# Passage du texte
Lucy est une adolescente qui vient de s'installer avec son père dans une réserve indienne. La petite ville est encerclée par une nature sauvage et des forêts luxuriantes. Un jour elle disparait. On la retrouve quelques temps plus tard, nue, allongée en position foetale, violée. Elle est en état de sidération. Elle n'est pas la seule victime car il y a déjà eu d'autres disparitions et on a aussi retrouvés des hommes sauvagement attaqués et blessés par des créatures aux griffes acérées et aux crocs aiguisés, dont l'apparence ne les relie à aucune espèce existante.

Monica Sabolo arrive à installer une véritable ambiance angoissante tout le long de son histoire, mêlant violence sous-jacente et mystère. Elle oppose une nature antédiluvienne à l'invasion humaine, destructrice avec ses oléoducs, son pétrole bitumeux et son exploitation forestière industrielle. Son roman a des accents de manifeste écologique, où l'humanité n'a forcément pas le meilleur rôle.

# Consigne
Reprenez tel quel, dans le texte sur le roman, le morceau qui s'ouvre sur les mots « Monica Sabolo arrive » et se termine par « le meilleur rôle. ».

# Données fournies
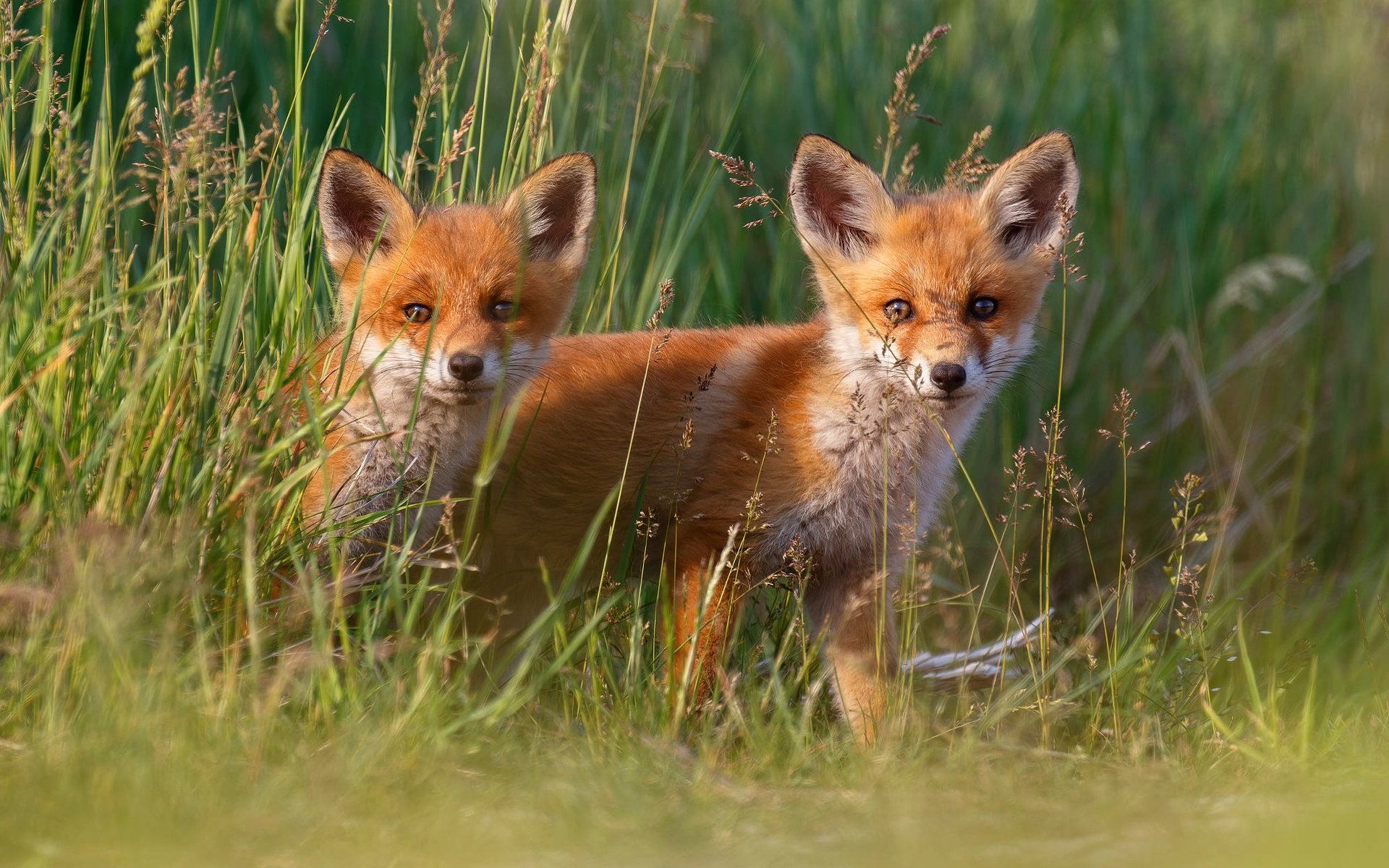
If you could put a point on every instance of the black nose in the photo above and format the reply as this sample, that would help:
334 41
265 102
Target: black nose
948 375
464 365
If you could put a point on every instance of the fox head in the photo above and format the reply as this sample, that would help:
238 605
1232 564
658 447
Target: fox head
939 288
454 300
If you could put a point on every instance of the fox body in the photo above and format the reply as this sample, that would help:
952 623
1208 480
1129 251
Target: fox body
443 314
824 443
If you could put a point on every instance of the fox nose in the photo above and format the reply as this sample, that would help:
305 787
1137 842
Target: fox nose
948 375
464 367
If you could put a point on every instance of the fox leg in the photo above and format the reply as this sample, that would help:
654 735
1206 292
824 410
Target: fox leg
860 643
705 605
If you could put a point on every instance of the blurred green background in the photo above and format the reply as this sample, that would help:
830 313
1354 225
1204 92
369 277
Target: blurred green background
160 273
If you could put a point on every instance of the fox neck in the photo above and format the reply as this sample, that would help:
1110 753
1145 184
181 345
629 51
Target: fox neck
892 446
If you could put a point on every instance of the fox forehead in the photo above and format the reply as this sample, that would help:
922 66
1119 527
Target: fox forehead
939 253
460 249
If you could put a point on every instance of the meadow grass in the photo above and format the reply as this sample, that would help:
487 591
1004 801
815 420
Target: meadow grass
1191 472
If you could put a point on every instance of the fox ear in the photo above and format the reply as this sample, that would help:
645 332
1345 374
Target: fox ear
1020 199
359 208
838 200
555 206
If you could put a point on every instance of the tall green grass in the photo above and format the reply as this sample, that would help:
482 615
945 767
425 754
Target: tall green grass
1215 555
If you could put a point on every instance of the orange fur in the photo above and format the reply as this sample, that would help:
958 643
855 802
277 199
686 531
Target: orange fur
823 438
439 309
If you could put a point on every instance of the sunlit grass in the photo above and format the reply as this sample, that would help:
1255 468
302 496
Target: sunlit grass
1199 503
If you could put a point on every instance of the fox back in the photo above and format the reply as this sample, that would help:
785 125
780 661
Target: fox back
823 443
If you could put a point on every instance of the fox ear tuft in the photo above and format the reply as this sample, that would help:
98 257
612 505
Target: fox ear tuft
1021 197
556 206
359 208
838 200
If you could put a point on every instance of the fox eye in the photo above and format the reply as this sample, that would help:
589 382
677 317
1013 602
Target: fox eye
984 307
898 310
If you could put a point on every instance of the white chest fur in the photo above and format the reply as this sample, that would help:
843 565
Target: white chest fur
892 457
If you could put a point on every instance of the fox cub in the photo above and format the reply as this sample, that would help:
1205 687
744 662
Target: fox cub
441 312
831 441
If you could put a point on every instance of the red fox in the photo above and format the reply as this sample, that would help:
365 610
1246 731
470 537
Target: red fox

# Réponse attendue
Monica Sabolo arrive à installer une véritable ambiance angoissante tout le long de son histoire, mêlant violence sous-jacente et mystère. Elle oppose une nature antédiluvienne à l'invasion humaine, destructrice avec ses oléoducs, son pétrole bitumeux et son exploitation forestière industrielle. Son roman a des accents de manifeste écologique, où l'humanité n'a forcément pas le meilleur rôle.